(Instruction) Reproduce the listing from its first line through the line containing "630 406 L 629", requests included. In the mask answers within that span, add 50 to every number, covering both the viewBox dimensions and the path coordinates, and leave the requests and their format samples unchanged.
-- start --
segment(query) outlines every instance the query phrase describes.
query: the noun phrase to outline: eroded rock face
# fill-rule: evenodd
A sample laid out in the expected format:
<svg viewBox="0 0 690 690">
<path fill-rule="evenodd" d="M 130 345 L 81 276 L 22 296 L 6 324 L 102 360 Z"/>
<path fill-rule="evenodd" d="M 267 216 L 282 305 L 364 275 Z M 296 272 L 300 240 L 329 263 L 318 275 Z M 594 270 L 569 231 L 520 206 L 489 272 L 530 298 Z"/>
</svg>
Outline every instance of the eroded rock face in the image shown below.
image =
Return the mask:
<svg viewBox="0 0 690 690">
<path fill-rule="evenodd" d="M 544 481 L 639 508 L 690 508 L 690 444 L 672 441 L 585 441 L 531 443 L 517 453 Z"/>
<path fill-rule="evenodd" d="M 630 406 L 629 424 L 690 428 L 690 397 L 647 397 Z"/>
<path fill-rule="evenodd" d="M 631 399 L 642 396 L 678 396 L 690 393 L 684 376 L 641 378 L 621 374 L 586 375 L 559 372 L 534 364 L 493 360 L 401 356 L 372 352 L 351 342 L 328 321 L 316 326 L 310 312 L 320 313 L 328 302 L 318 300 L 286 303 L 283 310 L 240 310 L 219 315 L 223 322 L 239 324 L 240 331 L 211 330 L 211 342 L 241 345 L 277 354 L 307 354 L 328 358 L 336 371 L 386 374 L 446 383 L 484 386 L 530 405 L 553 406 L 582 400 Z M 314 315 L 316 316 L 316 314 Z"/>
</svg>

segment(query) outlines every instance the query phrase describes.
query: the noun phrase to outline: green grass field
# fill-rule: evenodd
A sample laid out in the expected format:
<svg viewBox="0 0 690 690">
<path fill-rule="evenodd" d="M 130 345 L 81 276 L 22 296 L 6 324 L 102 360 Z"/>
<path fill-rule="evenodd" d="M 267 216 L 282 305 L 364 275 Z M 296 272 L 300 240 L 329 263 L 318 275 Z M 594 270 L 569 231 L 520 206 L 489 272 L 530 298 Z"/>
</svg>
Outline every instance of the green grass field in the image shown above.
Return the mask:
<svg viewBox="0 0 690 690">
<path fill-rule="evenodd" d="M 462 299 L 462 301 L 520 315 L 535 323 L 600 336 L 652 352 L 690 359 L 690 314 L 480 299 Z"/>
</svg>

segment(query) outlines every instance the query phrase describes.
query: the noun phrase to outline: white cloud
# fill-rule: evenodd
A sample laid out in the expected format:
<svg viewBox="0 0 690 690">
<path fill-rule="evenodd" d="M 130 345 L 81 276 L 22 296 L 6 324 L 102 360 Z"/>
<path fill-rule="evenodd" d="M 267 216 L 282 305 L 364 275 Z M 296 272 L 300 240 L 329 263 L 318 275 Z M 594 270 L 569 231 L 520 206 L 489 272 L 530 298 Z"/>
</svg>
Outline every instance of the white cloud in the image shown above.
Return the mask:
-- end --
(Exercise solution)
segment(query) outlines every instance the query phrase describes.
query: the noun phrase to outline: eroded rock face
# fill-rule: evenodd
A sample laid out in the expected format:
<svg viewBox="0 0 690 690">
<path fill-rule="evenodd" d="M 130 345 L 81 276 L 22 296 L 6 324 L 102 360 Z"/>
<path fill-rule="evenodd" d="M 267 216 L 282 305 L 364 275 Z M 296 272 L 300 240 L 329 263 L 318 275 Z M 594 270 L 569 231 L 520 206 L 489 272 L 530 298 Z"/>
</svg>
Outline every instance of the eroded rock face in the image shown below.
image =
Return the mask:
<svg viewBox="50 50 740 740">
<path fill-rule="evenodd" d="M 594 531 L 689 558 L 740 558 L 740 494 L 722 491 L 635 491 L 581 493 L 567 503 Z"/>
<path fill-rule="evenodd" d="M 680 456 L 679 474 L 740 478 L 740 447 L 697 447 Z"/>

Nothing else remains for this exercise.